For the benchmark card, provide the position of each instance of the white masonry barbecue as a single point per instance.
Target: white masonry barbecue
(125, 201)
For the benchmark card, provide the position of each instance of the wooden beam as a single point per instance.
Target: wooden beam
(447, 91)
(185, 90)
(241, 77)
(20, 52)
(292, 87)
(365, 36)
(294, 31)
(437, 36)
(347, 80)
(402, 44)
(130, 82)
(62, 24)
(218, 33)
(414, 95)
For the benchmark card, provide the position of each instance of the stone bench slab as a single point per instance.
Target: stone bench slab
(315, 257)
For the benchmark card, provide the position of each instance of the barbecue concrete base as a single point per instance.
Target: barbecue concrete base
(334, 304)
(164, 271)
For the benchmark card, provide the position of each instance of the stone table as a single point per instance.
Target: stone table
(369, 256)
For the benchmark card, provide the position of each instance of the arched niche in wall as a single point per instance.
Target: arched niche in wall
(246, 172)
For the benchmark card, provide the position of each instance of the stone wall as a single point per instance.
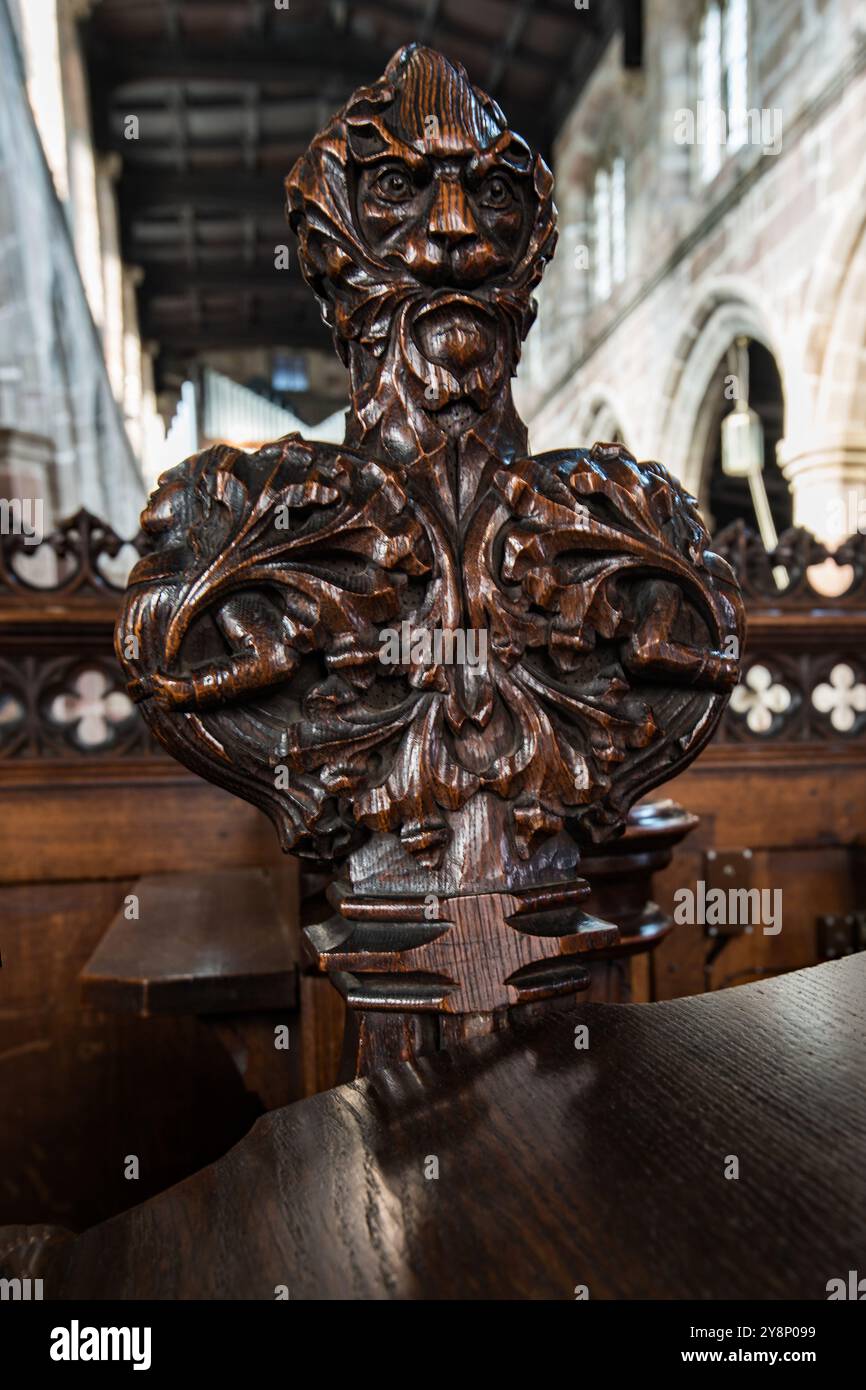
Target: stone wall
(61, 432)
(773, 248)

...

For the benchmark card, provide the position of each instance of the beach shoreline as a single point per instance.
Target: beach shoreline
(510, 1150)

---

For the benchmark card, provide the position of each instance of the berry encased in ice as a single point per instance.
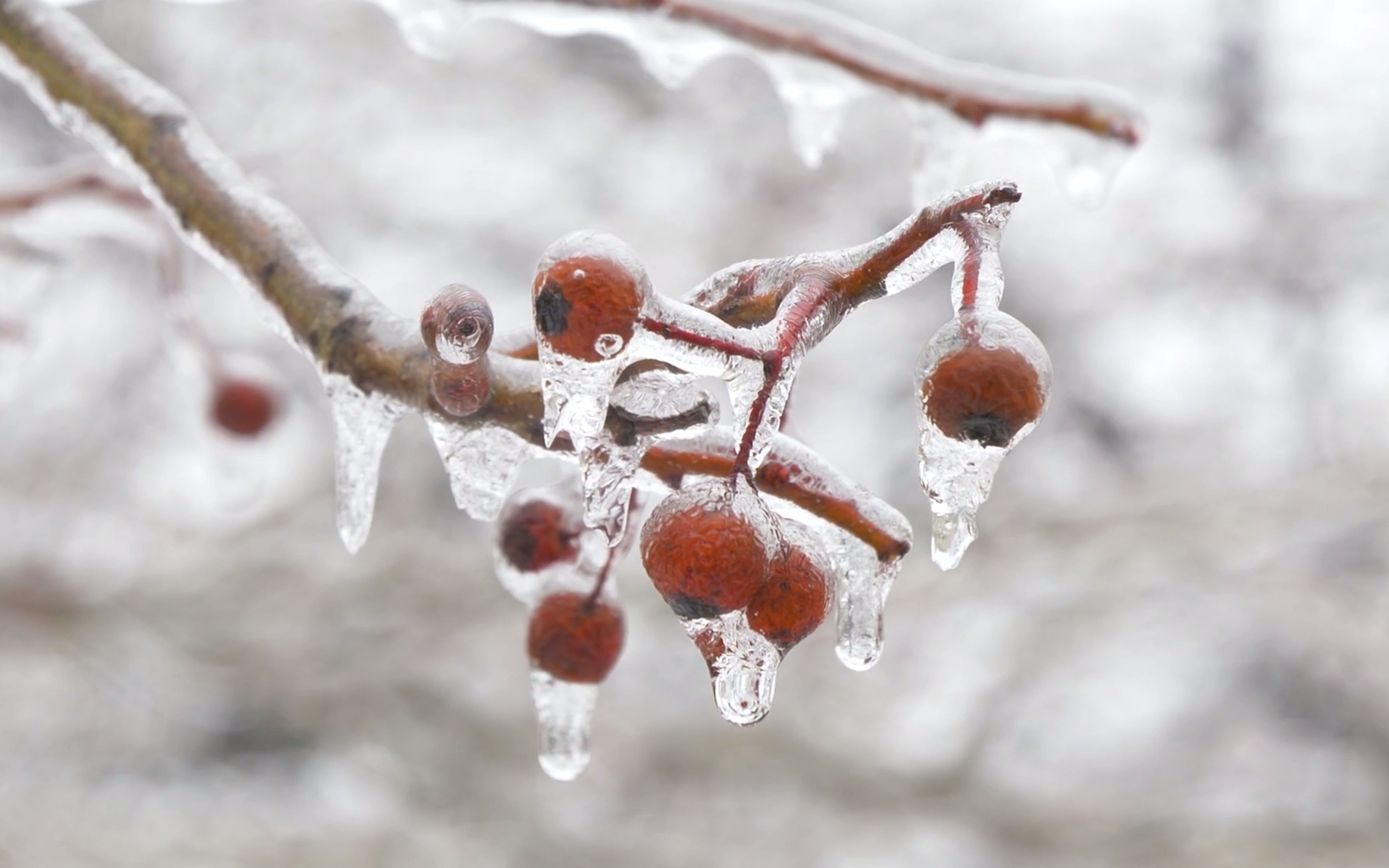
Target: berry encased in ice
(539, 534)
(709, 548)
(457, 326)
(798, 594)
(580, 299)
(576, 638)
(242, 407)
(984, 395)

--- STATED EXERCISE ---
Copy the records above word for word, from the line containing "shoreline as a single point per instance." down to the line containing "(510, 1150)", including both of those lines.

--- WRITTEN ANSWER ---
For the benchmark card, provide the position of each instance of the beach shoreline as a single point per instance.
Target: beach shoreline
(510, 1150)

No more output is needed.